*** Source information Section Begins ***

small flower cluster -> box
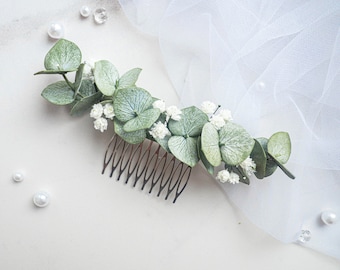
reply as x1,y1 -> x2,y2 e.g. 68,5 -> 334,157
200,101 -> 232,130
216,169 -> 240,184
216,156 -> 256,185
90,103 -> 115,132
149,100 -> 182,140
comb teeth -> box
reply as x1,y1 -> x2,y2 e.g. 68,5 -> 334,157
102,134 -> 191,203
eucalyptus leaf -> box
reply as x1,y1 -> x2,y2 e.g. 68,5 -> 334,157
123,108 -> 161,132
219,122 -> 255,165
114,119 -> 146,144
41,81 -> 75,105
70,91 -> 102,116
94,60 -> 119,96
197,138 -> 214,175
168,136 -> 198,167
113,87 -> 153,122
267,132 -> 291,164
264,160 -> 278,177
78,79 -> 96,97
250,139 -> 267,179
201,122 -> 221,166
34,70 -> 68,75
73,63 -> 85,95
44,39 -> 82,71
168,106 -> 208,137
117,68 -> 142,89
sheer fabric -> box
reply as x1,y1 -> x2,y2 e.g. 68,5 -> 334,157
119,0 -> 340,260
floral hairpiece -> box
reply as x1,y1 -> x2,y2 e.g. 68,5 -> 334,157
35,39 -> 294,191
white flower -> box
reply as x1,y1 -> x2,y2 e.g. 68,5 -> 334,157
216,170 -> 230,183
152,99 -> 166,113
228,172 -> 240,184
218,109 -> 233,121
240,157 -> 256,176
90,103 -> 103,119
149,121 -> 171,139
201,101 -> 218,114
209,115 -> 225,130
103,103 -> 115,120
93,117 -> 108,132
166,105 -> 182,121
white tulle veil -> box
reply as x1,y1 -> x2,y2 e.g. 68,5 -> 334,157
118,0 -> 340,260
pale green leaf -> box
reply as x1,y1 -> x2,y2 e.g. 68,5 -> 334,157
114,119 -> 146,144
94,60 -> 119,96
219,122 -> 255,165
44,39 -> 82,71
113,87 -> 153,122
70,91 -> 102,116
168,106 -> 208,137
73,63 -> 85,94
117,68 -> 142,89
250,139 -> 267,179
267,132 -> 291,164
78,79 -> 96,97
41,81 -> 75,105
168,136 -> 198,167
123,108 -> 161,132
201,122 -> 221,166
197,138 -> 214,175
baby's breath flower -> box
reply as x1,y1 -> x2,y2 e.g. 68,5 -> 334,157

*** Source information Section Ends ***
*** Source information Section Begins ***

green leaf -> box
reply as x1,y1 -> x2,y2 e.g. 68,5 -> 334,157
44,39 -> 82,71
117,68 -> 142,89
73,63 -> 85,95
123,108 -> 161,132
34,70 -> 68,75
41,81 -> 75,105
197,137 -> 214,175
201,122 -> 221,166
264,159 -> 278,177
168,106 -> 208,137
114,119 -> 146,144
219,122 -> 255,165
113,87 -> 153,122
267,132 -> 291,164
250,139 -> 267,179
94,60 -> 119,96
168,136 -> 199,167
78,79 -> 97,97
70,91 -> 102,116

*** Source information Section Ends ***

Exercise prompt: Given the records above, return exactly the lines starting at the line containing "sheer fabric -> box" and ending at the line containing "white flower -> box", including both.

Answer:
sheer fabric -> box
reply as x1,y1 -> x2,y2 e.g. 68,5 -> 334,157
119,0 -> 340,260
floral hairpiece -> box
reply as x1,y1 -> x2,y2 e.g. 68,5 -> 334,157
35,39 -> 294,191
white flower -> box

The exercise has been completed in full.